Supplied passage
Question

Suppose we define the definite integral using the following formula $\underset{a}{\overset{b}{\int }}f(x)dx=\frac{b-a}{2}(f(a)+f(b))$, for more accurate result for $c\in (a,b),F(c)=\frac{c-a}{2}(f(a)+f(c))+\frac{b-c}{2}(f(b)+f(c))$. When $c=\frac{a+b}{2},\underset{a}{\overset{b}{\int }}f(x)dx=\frac{b-a}{4}(f(a)+f(b)+2f(c))$.
If $f(x)$ is a polynomial and if $\underset{t\to a}{\lim }\frac{\underset{a}{\overset{t}{\int }}f(x)dx-\frac{(t-a)}{2}(f(t)+f(a))}{(t-a{)}^3}=0$ for all a. then the degree of $f(x)$ can atmost be

• A. 1
• B. 2
• C. 3
• D. 4

Answer 1

Answer: (A)

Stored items
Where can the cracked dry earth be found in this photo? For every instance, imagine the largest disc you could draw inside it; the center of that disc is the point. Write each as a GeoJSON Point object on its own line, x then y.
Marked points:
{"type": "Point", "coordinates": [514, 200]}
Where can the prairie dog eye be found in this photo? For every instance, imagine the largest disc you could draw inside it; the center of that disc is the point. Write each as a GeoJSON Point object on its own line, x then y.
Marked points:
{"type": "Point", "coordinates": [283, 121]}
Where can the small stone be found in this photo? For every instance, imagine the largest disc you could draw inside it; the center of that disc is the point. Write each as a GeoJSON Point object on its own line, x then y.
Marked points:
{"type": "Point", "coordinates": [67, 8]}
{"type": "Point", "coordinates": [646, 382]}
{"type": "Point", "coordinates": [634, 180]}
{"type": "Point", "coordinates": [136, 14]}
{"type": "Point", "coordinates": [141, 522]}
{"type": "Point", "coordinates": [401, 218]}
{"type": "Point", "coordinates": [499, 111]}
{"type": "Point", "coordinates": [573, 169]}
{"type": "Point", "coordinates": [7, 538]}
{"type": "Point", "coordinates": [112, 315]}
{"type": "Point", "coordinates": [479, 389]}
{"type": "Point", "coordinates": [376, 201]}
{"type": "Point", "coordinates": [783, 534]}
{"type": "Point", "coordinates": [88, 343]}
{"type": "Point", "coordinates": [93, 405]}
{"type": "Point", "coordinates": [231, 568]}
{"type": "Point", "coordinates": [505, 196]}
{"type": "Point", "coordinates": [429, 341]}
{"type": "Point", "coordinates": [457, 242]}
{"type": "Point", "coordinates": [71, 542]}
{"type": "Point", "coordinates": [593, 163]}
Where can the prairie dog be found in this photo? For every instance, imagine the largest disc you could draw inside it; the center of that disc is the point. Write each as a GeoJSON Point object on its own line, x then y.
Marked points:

Required work
Carry the definite-integral thread further, picking up right after its final line. The stored items have nothing to do with the definite-integral thread.

Result
Applying L'Hospital rule
$\underset{t\to a}{\lim }\frac{f(t)-\frac{1}{2}(f(t)+f(a))-\frac{(t-a)}{2}{f}^{\prime }(t)}{3(t-a{)}^2}=0$
$\underset{t\to a}{\lim }\frac{f(t)-f(a)-(t-a)f^{\prime }(t)}{6(t-a{)}^2}=0$
Applying L'Hospital rule again
$\underset{t\to a}{\lim }\frac{f^{\prime }(t)-f^{\prime }(t)-(t-a)f^{\prime \prime }(t)}{12(t-a)}=0$
$\Rightarrow \underset{t\to a}{\lim }-\frac{f^{\prime \prime }(t)}{12}=0$
$\Rightarrow f^{\prime \prime }(a)=0,$ for any a.
$\Rightarrow f(x)$ is atmost of degree 1.